* Source text *
The genome of bread wheat, which has an unusual form and size, has been decoded by an international team of scientists, revealing surprises on the grass-turned-crop's evolution.

The cultivation of wheat has long been viewed as an important factor in the rise of human civilization. 

The work of the team of scientists, with the United States, Canada, Germany, and the Czech Republic represented, was published in the Science journal.

"It's always astonishing [that] the number of genes does not directly translate into the complexity of the organism," said Helmholtz Center Munich's Plant Genome and Systems Biology Group genome analytics director Klaus Mayer. Mayer is one of the leaders of the project.

There are roughly an unprecedented 100,000 genes in bread wheat genome, compared to only 20,000 genes in the human genome. However, Mayer said that the complexity within a genome is not how many genes there are, but when and how the genes are activated and the interaction between the genes and the organism's tissues.

* Task 1 *
Duplicate the passage of the wheat genome article starting at "The genome of" and ending at "the Science journal.".
* Task 2 *
Answer these questions from the wheat genome article:
(a) Which countries were represented on the team of scientists?
(b) At which institution does Klaus Mayer direct genome analytics?
(c) Roughly how many genes does the bread wheat genome contain?

* Input data *
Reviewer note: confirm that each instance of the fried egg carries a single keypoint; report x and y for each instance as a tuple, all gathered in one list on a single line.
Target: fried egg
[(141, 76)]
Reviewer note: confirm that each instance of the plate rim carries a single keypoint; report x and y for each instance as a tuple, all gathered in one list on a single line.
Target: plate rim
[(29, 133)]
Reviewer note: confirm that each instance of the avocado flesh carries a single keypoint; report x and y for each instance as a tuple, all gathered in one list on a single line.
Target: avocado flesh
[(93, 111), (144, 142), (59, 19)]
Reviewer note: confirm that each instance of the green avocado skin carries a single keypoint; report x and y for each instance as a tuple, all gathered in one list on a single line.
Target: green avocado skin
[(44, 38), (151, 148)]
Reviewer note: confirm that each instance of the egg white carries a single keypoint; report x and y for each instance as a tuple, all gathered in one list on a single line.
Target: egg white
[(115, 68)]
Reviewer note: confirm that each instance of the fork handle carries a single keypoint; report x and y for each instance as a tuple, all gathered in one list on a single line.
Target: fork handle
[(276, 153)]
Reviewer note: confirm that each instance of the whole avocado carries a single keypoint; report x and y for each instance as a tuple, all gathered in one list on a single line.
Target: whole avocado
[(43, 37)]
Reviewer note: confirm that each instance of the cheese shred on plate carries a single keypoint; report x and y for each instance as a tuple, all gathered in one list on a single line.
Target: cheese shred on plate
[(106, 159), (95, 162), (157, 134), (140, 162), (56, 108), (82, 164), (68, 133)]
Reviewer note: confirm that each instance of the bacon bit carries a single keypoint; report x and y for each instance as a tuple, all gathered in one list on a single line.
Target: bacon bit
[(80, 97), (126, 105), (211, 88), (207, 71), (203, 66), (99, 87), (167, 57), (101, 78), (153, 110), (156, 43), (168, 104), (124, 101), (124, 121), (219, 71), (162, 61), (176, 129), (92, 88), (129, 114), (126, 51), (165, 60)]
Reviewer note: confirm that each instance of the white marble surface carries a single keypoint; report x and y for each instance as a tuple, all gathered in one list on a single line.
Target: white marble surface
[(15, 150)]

* Expected output 1 *
The genome of bread wheat, which has an unusual form and size, has been decoded by an international team of scientists, revealing surprises on the grass-turned-crop's evolution.

The cultivation of wheat has long been viewed as an important factor in the rise of human civilization. 

The work of the team of scientists, with the United States, Canada, Germany, and the Czech Republic represented, was published in the Science journal.

* Expected output 2 *
(a) The United States, Canada, Germany, and the Czech Republic.
(b) Helmholtz Center Munich.
(c) Roughly 100,000.